Stored entries:
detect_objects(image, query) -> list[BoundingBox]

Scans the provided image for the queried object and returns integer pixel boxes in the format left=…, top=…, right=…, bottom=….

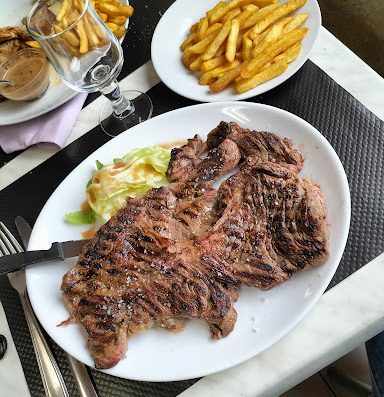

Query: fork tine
left=0, top=222, right=24, bottom=255
left=0, top=238, right=10, bottom=256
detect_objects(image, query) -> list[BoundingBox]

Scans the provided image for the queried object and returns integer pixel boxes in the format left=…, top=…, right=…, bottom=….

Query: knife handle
left=0, top=243, right=64, bottom=276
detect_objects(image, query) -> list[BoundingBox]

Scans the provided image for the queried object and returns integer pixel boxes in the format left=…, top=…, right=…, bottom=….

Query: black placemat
left=0, top=61, right=384, bottom=397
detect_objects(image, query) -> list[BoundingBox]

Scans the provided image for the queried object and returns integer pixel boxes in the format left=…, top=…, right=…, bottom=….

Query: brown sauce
left=81, top=226, right=97, bottom=239
left=158, top=139, right=187, bottom=149
left=2, top=58, right=49, bottom=100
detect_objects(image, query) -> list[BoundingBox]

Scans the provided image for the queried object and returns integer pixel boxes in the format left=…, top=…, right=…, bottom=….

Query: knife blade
left=15, top=216, right=98, bottom=397
left=15, top=216, right=32, bottom=251
left=0, top=240, right=89, bottom=275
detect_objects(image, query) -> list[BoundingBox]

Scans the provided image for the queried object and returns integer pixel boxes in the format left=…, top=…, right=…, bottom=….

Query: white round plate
left=0, top=0, right=129, bottom=126
left=27, top=102, right=350, bottom=381
left=151, top=0, right=321, bottom=102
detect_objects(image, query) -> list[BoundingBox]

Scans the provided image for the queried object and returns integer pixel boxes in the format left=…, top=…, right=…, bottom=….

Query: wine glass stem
left=100, top=80, right=135, bottom=118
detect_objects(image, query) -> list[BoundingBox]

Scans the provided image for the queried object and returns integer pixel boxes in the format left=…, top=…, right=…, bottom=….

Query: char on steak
left=167, top=135, right=241, bottom=182
left=62, top=183, right=238, bottom=368
left=62, top=123, right=329, bottom=368
left=207, top=121, right=304, bottom=172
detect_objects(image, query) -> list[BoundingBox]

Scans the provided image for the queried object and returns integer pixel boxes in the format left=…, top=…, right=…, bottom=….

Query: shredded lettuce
left=65, top=146, right=170, bottom=224
left=64, top=208, right=97, bottom=225
left=86, top=146, right=170, bottom=222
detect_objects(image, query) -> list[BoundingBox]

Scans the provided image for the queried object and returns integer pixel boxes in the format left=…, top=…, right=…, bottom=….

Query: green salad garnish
left=65, top=146, right=170, bottom=224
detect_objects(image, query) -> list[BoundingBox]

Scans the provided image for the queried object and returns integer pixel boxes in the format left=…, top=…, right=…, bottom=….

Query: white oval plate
left=27, top=102, right=350, bottom=381
left=151, top=0, right=321, bottom=102
left=0, top=0, right=129, bottom=126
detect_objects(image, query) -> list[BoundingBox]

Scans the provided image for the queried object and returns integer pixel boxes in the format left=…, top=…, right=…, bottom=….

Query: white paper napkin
left=0, top=302, right=30, bottom=397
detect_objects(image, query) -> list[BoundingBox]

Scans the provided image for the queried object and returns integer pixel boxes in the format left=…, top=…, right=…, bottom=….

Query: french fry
left=283, top=14, right=309, bottom=34
left=106, top=22, right=119, bottom=32
left=106, top=14, right=127, bottom=25
left=180, top=33, right=195, bottom=51
left=209, top=65, right=241, bottom=92
left=189, top=22, right=199, bottom=33
left=242, top=3, right=280, bottom=29
left=53, top=25, right=80, bottom=48
left=235, top=60, right=288, bottom=94
left=25, top=40, right=41, bottom=48
left=67, top=9, right=80, bottom=26
left=180, top=0, right=308, bottom=93
left=76, top=21, right=89, bottom=54
left=189, top=55, right=203, bottom=72
left=253, top=0, right=278, bottom=8
left=184, top=27, right=220, bottom=54
left=236, top=6, right=257, bottom=28
left=252, top=17, right=293, bottom=58
left=199, top=60, right=240, bottom=85
left=202, top=21, right=231, bottom=61
left=240, top=28, right=308, bottom=78
left=99, top=3, right=121, bottom=16
left=84, top=15, right=100, bottom=48
left=206, top=1, right=226, bottom=19
left=252, top=0, right=306, bottom=34
left=200, top=55, right=227, bottom=73
left=204, top=22, right=223, bottom=37
left=221, top=8, right=241, bottom=22
left=56, top=0, right=68, bottom=21
left=242, top=36, right=252, bottom=61
left=183, top=51, right=198, bottom=68
left=207, top=3, right=231, bottom=25
left=195, top=17, right=208, bottom=42
left=225, top=19, right=240, bottom=62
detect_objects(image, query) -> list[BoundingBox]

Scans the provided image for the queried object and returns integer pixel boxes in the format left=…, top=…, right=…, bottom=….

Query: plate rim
left=26, top=101, right=351, bottom=382
left=0, top=0, right=130, bottom=127
left=151, top=0, right=322, bottom=102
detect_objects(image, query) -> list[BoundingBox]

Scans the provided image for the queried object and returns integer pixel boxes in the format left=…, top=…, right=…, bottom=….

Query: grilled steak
left=196, top=161, right=329, bottom=289
left=62, top=123, right=329, bottom=368
left=207, top=121, right=304, bottom=172
left=167, top=135, right=240, bottom=182
left=62, top=183, right=238, bottom=368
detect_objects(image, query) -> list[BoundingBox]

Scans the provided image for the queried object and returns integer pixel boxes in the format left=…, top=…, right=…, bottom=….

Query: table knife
left=0, top=235, right=89, bottom=276
left=15, top=216, right=98, bottom=397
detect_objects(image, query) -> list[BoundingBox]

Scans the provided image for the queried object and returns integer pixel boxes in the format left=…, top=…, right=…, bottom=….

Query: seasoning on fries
left=27, top=0, right=134, bottom=56
left=180, top=0, right=308, bottom=93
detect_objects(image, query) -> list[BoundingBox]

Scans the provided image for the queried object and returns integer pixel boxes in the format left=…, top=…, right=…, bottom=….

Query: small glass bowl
left=0, top=48, right=49, bottom=101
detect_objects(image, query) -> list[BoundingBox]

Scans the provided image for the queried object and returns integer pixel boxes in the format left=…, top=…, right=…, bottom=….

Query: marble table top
left=0, top=28, right=384, bottom=397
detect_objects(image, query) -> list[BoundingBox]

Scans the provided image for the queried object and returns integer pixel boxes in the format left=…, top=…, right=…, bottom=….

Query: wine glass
left=26, top=0, right=153, bottom=136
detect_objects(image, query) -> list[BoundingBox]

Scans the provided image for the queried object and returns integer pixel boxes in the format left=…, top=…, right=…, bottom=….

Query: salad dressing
left=159, top=139, right=187, bottom=149
left=81, top=226, right=97, bottom=239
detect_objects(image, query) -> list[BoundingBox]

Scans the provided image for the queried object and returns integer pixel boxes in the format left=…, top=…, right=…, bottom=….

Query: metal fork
left=0, top=222, right=69, bottom=397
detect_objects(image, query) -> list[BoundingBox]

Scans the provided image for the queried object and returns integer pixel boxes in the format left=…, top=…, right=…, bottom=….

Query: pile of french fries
left=27, top=0, right=133, bottom=56
left=91, top=0, right=133, bottom=39
left=180, top=0, right=308, bottom=94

* Work required *
Put the listing from its start through the line containing "left=0, top=238, right=10, bottom=256" into a two-column CSV headed input and output. Each text goes in the input column with its answer in the output column, one row per pair, every field quoted and every line break turned into a space, and the pictures left out.

* The completed task *
input,output
"detect_objects(image, query) -> list[BoundingBox] Scans the provided image for the queried object and returns integer pixel boxes in the format left=…, top=…, right=…, bottom=…. Query: fork tine","left=0, top=222, right=24, bottom=255 left=0, top=238, right=10, bottom=256"